Data section:
○ ○ ○ ○

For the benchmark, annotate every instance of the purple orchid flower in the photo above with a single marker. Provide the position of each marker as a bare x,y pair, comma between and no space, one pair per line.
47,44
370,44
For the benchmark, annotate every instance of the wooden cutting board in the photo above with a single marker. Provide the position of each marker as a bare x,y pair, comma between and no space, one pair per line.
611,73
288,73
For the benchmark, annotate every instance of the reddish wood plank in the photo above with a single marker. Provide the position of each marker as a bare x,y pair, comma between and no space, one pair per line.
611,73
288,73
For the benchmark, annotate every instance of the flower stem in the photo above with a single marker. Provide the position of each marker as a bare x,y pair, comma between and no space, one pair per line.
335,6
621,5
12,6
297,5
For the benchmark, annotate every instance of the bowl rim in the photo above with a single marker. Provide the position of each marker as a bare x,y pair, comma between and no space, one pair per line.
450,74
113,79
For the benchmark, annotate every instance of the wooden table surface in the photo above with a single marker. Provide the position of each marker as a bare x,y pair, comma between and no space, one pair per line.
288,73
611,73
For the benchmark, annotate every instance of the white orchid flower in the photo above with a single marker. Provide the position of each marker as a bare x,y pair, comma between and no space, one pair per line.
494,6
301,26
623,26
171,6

○ ○ ○ ○

Exercise brief:
The lines above should be duplicated exactly.

Answer in full:
For the benchmark, annotate every instance of the purple orchid flower in the photo above with a single marker. Provide the position of each marker as a bare x,y pair, comma between and no space, one pair per line.
47,44
370,44
For the benchmark, annotate every instance of the wooden cutting board in the photo above with a single marker. Provide the position of each marker as a bare x,y pair, comma between and no space, one pair per line.
611,73
288,73
For the benchmark, annotate every instance of the reddish wood plank in the photo above with a single marker. Provide the position of each marker as a bare x,y pair, comma between and no space, one pair per line.
611,73
288,73
For the benchmark, annotate every instance of the flower stem in the photo above with a single marker. Provide the position of each marker as a bare x,y pair, comma between and no space, one pair per line.
335,6
621,5
12,6
297,5
For the benchmark, annotate every instance of the bowl rim in the photo above with a single marker. Provide the position of each marker as a bare x,y pair, comma between and no space, one pair per line.
450,74
113,79
For the benchmark, annotate every instance of the wooden table surface in the photo above with a single marker. Provide the position of each marker as a bare x,y pair, comma between and no space, one pair per line.
288,73
611,73
For the benchmark, annotate every instance of the white orchid flower in the photo above with a single marker. Provide the position of each marker as a bare x,y pair, comma between and no space, one pair per line.
494,6
301,26
623,26
171,6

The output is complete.